Rewrite the material below with "instance" changed to "object" wherever it occurs, keeping everything else the same.

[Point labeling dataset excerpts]

····················

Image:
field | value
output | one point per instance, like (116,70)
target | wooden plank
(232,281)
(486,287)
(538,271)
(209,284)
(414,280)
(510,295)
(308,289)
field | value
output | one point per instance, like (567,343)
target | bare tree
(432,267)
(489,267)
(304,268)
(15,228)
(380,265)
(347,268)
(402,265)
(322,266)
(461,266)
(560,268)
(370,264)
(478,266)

····················

» SOLVED PROBLEM
Image:
field | value
output | one point per object, like (116,70)
target | wooden plank
(232,281)
(486,287)
(538,271)
(209,284)
(414,280)
(510,295)
(308,289)
field | value
output | one point per object, like (567,343)
target | bare tree
(432,267)
(489,267)
(304,268)
(15,228)
(380,265)
(347,268)
(402,265)
(322,266)
(461,266)
(560,268)
(370,264)
(478,266)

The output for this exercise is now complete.